Given text>

····················

A recent article on possible health risks of eating too much soy is making the internet rounds and scaring lots of people: Guardian Unlimited: Should We Worry About Soya In Our Food?
The answer from the Guardian is clearly yes -- you should worry. While it wouldn't be the first time that the food industry kept food risks hidden from consumers (as has possibly happened in certain cases with genetically modified foods), I'm skeptical of this article. It seems alarmist and is based largely on a single source -- a Dr. Mike Fitzpatrick from New Zealand. After a little searching I found his website, Soy Online Service, which assures us that it's run by private citizens without any outside funding.
Yet there's a whiff of conspiracy theory about this site. Similar material about the hidden dangers of soy can be found in such places as Nexus Magazine ("an international bi-monthly alternative news magazine, covering the fields of: Health Alternatives; Suppressed Science; Earth's Ancient Past; UFOs & the Unexplained; and Government Cover-Ups"). There's a lot of anti-soy material like this on the web, and it seems to go back at least ten years or so. Scanning it gives me the feeling I got a few years back when a friend tried to warn me off of Diet Coke. I naively looked to the web for answers. You can find an awful lot of people on the web convinced that aspartame will kill you, along with an awful lot of evidence that those people are kooks; mostly though, you'll just be exhausted from the effort.

····················

Exercise data>
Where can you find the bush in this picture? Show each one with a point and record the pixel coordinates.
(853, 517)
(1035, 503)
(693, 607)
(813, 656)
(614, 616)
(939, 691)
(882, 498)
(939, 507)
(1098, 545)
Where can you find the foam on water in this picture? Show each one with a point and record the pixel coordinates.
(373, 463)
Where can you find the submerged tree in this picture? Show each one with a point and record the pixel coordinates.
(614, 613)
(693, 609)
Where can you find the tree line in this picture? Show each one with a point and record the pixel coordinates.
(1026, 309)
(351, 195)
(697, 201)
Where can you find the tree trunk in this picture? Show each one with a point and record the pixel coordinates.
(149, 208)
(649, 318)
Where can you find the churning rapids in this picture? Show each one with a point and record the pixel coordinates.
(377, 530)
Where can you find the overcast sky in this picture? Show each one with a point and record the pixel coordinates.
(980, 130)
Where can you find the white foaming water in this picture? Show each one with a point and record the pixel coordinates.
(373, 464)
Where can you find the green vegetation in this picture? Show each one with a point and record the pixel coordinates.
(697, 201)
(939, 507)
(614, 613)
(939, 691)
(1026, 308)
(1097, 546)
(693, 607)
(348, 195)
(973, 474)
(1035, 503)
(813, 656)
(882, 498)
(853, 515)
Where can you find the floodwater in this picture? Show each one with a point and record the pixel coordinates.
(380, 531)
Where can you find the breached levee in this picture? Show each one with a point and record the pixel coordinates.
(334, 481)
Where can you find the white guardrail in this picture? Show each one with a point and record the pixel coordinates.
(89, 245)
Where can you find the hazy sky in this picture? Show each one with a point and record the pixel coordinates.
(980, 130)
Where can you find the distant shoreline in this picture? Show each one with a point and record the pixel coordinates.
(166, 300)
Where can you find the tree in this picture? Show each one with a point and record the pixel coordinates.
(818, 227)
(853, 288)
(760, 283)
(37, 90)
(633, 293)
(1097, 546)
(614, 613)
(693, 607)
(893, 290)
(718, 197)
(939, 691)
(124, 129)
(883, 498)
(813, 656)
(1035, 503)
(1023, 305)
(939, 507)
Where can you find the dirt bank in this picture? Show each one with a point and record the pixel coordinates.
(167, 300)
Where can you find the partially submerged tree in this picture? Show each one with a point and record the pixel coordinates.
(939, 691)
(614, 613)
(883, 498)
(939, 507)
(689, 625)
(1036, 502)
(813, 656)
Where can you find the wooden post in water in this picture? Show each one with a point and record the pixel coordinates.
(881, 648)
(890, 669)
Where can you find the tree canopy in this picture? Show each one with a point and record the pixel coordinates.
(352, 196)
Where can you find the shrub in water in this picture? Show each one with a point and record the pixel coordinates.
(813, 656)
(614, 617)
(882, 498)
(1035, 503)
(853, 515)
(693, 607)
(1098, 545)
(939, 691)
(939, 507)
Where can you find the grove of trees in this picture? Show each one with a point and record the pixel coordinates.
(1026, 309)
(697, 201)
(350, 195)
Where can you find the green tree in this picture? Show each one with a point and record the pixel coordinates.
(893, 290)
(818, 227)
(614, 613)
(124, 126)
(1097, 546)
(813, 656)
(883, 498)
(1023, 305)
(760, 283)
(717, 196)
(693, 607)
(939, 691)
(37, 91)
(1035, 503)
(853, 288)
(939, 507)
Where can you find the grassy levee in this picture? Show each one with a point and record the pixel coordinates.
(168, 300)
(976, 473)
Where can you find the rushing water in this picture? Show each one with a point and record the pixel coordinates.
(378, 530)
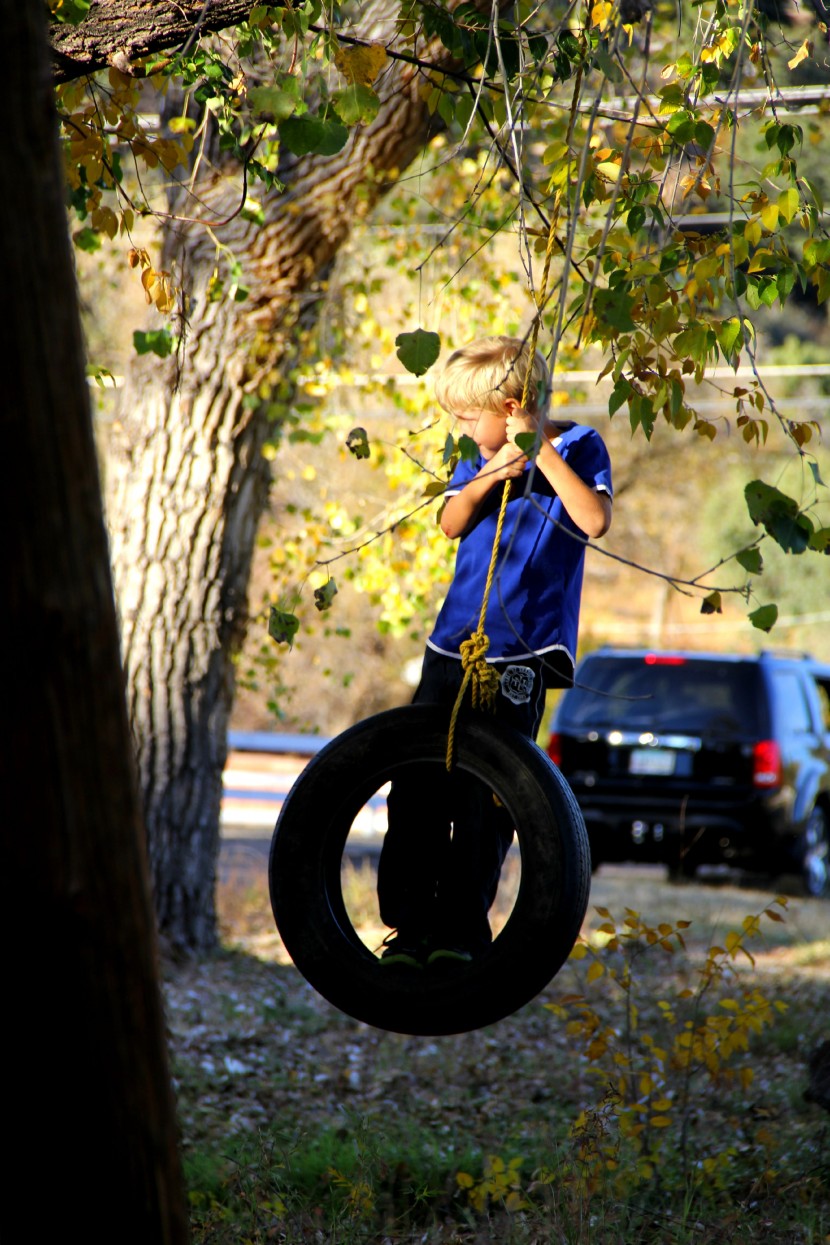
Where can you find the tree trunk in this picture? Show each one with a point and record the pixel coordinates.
(87, 1085)
(191, 482)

····················

Action item A> According to the post on soy health risks, what is the name of Dr. Mike Fitzpatrick's website?
Action item B> Duplicate the part of the post on soy health risks starting with "A recent article" and going on through "In Our Food?".
Action item C> Write the next part of the post on soy health risks, continuing from its last sentence.

Exercise output A> Soy Online Service.

Exercise output B>
A recent article on possible health risks of eating too much soy is making the internet rounds and scaring lots of people: Guardian Unlimited: Should We Worry About Soya In Our Food?

Exercise output C>
Maybe there's something to this soy thing -- I don't know. Perhaps some well-intentioned people learned a little bit about toxicity (but not quite enough), got scared, and thus a webspiracy was born. This story could use some perspective from disinterested scientists (I don't think Fitzpatrick counts -- he may not make money off of this, but he has surely staked his career on it).
Update: A little more Googling and I'm convinced this is conspiracy territory. (Other people probably realized this immediately -- I guess I'm a little slow.) I don't know what the Guardian's reputation is for accuracy, but I think it's safe to say they slipped up here. There's apparently quite a history of anti-soy fearmongering. I'll leave the Googling as an exercise for the reader.